**Passage shown**
_ _ _
# 5 spot Help! (Newbie)



## benji74 (Feb 19, 2012)

Congrates on the quiting smoking and drinking. Maybe ill use this as a stress relief also wonce i quit..... again.:BangHead:


----------



## Elk4me (Nov 4, 2005)

benji74 said:


> Congrates on the quiting smoking and drinking. Maybe ill use this as a stress relief also wonce i quit..... again.:BangHead:


Thanks for the kind words. I just decided I had enough and quit.


----------



## Elk4me (Nov 4, 2005)

Boy 51 veiws by NFAA Pros and no one has any helpfull suggestions:faint:


----------



## AT_X_HUNTER (Aug 10, 2005)

What's the question exactly? poundage is a comfort thing. I shoot 60 pounds indoors. Some guys shoot 50, some less than that. If you are looking to get into target shooting find a shop that runs a league and get on it. Leagues will help you learn the rules of target shooting and prepare you for tournaments. If you can't shoot on any leagues at least start shooting for score more often. Shoot a poundage you can comfortable use for the entire game. keep track of your scores and mark your progress.


----------



## abdapt (Apr 15, 2012)

Not to hijack , do not normal advertise , if you are interested in no longer smoking .... Look up Allan Car - best thing going - there is a book - but I reccomend the 5 hour live gig , its like $400 but money back if you do not stop ! so worth it


----------



## FV Chuck (Dec 11, 2004)

Keep in mind this is an open forum, not just Pro's visit it...actually I would suspect there are 80% non pros viewing most of the time.

Many of the eyes here though are very experienced and can offer great suggestions.
I'm in the same boat and would have the same advice at this point as X hunter... at least until there is a more pointed question. It's kind of hard to gather what your after..?

Congrats on the Wagon...hope you get a permanent ride on that one. Those demons are a hard fight.


----------



## TNMAN (Oct 6, 2009)

Elk4me said:


> I want to start shooting Spots for fun, and maybe in the future competively.---Any tips or suggestions would greatly appreciated.
> 
> Matt


Not Pro advice---just friendly advice
1. Shoot the equipment you already have until you learn a whole lot more about this indoors game. Your equipment is all good and will shoot perfect scores in the right hands.
2. Ask about the availability of an experienced/certified coach at the local pro shops---not impossible, but very hard to learn this stuff on your own.
3. Of course, shoot leaques as already mentioned. There is no substitute for competition. It's the only way to verify real progress.
4. For BHFS class (indoors), recommend remove 4 pins and use a single pin centered in the housing, if your site will allow. No chance for using the wrong pin, and you will be able to aim better.
5. Work hard on your game, but ALWAYS keep it fun.


----------



## azarcher10x (Feb 16, 2006)
_ _ _
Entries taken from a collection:
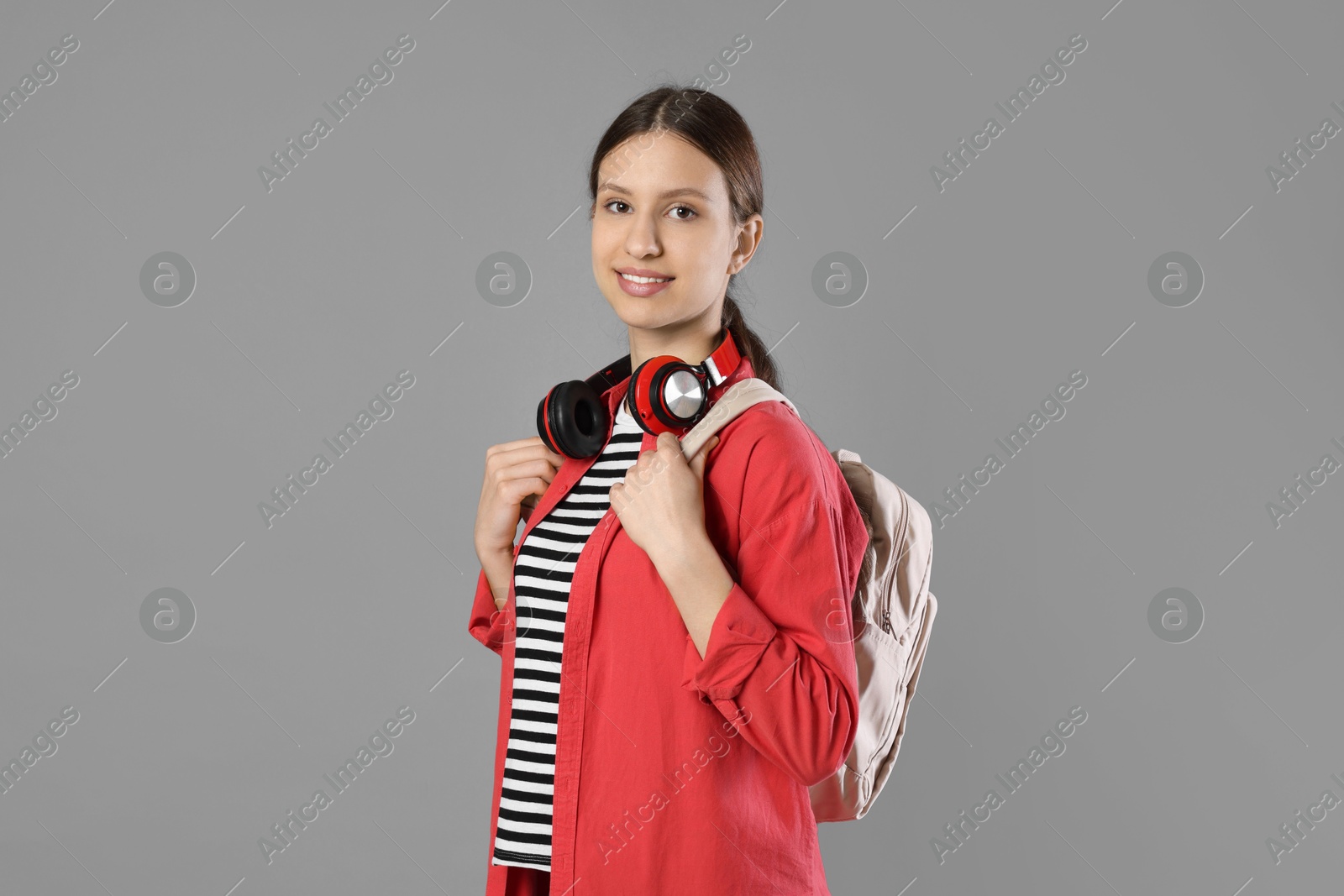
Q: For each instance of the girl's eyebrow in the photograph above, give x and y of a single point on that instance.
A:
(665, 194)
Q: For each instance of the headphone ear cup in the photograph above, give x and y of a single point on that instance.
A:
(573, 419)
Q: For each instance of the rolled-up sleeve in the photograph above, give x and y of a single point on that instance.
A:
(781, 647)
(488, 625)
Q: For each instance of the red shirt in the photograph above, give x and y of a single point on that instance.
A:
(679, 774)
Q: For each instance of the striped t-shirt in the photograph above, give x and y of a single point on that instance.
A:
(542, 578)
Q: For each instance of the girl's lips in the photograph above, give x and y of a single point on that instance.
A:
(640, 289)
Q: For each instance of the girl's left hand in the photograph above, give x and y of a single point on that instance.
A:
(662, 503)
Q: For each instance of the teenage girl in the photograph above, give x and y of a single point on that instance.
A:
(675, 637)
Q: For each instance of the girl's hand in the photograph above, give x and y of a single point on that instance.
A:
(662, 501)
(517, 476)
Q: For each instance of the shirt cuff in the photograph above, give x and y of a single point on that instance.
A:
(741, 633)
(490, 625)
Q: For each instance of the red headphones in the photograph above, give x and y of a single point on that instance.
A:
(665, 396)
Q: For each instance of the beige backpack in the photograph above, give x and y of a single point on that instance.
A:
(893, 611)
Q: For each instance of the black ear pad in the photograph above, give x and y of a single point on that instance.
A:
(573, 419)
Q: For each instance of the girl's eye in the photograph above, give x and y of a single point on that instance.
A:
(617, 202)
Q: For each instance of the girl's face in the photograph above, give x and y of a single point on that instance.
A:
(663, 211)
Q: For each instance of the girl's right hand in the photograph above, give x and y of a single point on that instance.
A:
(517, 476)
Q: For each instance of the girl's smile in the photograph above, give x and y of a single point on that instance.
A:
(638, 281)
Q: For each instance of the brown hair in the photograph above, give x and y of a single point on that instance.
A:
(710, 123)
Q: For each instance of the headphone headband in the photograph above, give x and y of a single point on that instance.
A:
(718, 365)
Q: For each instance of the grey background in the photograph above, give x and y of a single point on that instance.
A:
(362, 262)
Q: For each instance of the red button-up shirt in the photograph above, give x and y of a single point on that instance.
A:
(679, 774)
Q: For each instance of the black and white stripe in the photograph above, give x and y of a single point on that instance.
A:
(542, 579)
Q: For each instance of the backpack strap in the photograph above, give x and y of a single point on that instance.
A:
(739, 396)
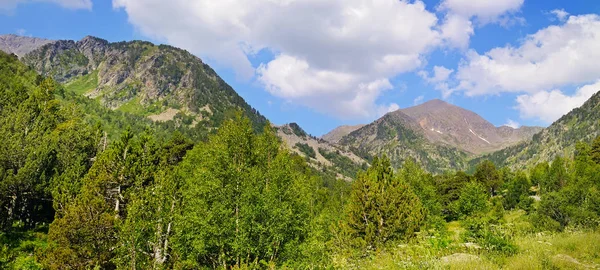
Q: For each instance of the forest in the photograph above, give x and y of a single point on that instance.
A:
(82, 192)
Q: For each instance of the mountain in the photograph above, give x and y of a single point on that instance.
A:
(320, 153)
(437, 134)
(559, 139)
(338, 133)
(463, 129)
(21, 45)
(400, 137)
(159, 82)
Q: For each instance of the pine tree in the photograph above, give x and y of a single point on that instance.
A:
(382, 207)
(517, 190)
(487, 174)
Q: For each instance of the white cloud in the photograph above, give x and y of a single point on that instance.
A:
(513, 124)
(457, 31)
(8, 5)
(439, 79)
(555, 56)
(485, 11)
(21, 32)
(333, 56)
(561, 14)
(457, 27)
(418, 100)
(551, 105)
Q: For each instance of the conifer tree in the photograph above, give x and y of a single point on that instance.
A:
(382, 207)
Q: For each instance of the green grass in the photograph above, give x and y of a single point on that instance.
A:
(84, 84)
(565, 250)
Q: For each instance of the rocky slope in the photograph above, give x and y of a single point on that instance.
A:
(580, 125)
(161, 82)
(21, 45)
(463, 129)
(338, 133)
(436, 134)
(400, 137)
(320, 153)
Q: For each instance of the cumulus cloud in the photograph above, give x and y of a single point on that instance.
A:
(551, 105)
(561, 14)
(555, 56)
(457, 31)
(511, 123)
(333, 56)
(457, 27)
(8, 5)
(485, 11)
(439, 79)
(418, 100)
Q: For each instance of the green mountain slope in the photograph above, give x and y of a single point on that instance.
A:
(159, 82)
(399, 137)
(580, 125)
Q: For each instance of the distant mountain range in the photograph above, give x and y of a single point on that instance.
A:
_ _ _
**Set task**
Repeat word for word the portion of the archery forum thread that starts at "Not Pro advice---just" and ends at "(Feb 16, 2006)".

**Output of the task**
Not Pro advice---just friendly advice
1. Shoot the equipment you already have until you learn a whole lot more about this indoors game. Your equipment is all good and will shoot perfect scores in the right hands.
2. Ask about the availability of an experienced/certified coach at the local pro shops---not impossible, but very hard to learn this stuff on your own.
3. Of course, shoot leaques as already mentioned. There is no substitute for competition. It's the only way to verify real progress.
4. For BHFS class (indoors), recommend remove 4 pins and use a single pin centered in the housing, if your site will allow. No chance for using the wrong pin, and you will be able to aim better.
5. Work hard on your game, but ALWAYS keep it fun.


----------



## azarcher10x (Feb 16, 2006)